Document excerpt =

WRONG: In the charge path: charge card -> deliver webhook synchronously -> return response to customer. Merchant endpoint latency (1-10 seconds) adds directly to charge latency. If webhook delivery fails, the charge path must decide: fail the charge (lost revenue) or succeed without notification (merchant confusion).

RIGHT: Charge card and return response to customer synchronously (under 2s). Publish state-change event to Kafka. Webhook service consumes events and delivers asynchronously with exponential backoff. The charge response and webhook delivery are completely decoupled. We chose Kafka over an in-memory queue because webhook retries can span 26 hours and Kafka provides durable retention. Trade-off accepted: the merchant is notified seconds to minutes after the charge, not during it.

Using Eventual Consistency for Financial Transactions

Very CommonFORMULA

Eventual consistency means two reads might return different balances. For financial transactions, ACID guarantees via PostgreSQL are non-negotiable.

Written problem A = Reproduce the part of the payment design text that opens with the words containing "Using Eventual Consistency" and closes with "PostgreSQL are non-negotiable.".
Written problem B = List every span of time that the payment design text mentions.
Rely only on the payment design text for everything.

Material provided =
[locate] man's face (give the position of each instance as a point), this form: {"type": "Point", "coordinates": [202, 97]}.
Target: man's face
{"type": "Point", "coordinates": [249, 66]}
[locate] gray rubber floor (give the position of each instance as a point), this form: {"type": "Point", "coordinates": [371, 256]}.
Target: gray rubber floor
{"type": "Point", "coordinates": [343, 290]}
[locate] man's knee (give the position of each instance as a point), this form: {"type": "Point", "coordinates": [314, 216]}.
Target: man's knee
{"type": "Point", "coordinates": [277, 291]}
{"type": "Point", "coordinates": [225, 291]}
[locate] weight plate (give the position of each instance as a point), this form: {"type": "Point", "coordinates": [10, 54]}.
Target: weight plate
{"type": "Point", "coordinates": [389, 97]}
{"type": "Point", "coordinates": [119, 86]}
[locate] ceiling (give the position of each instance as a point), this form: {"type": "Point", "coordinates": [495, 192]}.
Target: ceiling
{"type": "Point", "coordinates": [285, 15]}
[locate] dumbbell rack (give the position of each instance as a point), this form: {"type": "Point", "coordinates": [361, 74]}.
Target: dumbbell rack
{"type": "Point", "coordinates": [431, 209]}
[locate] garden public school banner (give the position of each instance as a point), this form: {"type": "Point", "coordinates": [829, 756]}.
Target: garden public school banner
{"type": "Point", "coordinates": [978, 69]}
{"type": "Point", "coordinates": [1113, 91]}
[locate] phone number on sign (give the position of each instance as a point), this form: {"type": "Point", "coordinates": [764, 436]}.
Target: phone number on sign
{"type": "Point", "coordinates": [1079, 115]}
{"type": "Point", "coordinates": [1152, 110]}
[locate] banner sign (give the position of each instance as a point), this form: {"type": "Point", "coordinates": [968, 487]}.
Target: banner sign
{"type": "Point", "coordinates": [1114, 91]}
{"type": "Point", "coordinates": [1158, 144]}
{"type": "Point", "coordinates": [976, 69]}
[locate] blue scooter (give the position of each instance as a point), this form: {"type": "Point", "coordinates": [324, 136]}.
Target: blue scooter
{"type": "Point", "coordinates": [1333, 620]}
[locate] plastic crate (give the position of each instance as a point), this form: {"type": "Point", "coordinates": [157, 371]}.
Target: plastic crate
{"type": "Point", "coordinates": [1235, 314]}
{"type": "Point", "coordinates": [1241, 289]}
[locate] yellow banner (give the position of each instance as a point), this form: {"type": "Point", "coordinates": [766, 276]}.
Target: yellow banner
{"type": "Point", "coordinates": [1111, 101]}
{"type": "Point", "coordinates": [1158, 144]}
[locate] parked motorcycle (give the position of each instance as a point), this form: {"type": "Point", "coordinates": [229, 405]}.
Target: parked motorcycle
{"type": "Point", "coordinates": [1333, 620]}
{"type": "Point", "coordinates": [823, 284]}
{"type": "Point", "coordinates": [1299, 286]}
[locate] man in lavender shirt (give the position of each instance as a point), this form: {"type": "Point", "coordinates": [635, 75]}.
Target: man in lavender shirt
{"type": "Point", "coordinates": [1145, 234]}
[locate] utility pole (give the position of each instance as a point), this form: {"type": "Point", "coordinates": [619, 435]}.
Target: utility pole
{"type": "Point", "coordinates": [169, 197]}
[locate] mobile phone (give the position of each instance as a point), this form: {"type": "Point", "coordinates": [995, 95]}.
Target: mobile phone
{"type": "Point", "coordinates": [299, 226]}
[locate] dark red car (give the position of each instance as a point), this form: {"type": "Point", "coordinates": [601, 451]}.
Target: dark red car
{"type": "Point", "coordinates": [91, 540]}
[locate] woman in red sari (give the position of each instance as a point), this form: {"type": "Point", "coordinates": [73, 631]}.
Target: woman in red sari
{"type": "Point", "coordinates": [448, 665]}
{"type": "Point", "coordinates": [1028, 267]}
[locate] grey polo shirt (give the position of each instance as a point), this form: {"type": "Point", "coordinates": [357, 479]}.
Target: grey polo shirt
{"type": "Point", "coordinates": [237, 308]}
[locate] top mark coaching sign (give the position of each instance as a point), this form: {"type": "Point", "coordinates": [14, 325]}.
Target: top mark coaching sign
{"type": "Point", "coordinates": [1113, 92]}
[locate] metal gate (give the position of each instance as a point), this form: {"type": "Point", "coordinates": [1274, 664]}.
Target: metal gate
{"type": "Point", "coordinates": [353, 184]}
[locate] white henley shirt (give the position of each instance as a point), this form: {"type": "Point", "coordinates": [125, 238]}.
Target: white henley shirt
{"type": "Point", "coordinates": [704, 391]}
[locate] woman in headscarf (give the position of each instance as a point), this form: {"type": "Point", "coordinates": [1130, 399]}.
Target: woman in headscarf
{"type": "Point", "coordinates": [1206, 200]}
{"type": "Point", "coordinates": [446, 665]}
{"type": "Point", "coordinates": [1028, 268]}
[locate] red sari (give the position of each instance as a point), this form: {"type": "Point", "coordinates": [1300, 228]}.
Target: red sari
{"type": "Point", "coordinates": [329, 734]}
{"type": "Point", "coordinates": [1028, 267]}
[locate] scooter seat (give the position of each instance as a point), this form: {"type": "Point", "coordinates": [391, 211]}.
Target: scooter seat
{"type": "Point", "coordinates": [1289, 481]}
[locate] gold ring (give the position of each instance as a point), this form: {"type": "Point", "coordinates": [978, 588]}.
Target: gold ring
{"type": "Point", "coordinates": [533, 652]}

Written response A =
Using Eventual Consistency for Financial Transactions

Very CommonFORMULA

Eventual consistency means two reads might return different balances. For financial transactions, ACID guarantees via PostgreSQL are non-negotiable.

Written response B =
- 1-10 seconds
- under 2s
- 26 hours
- seconds to minutes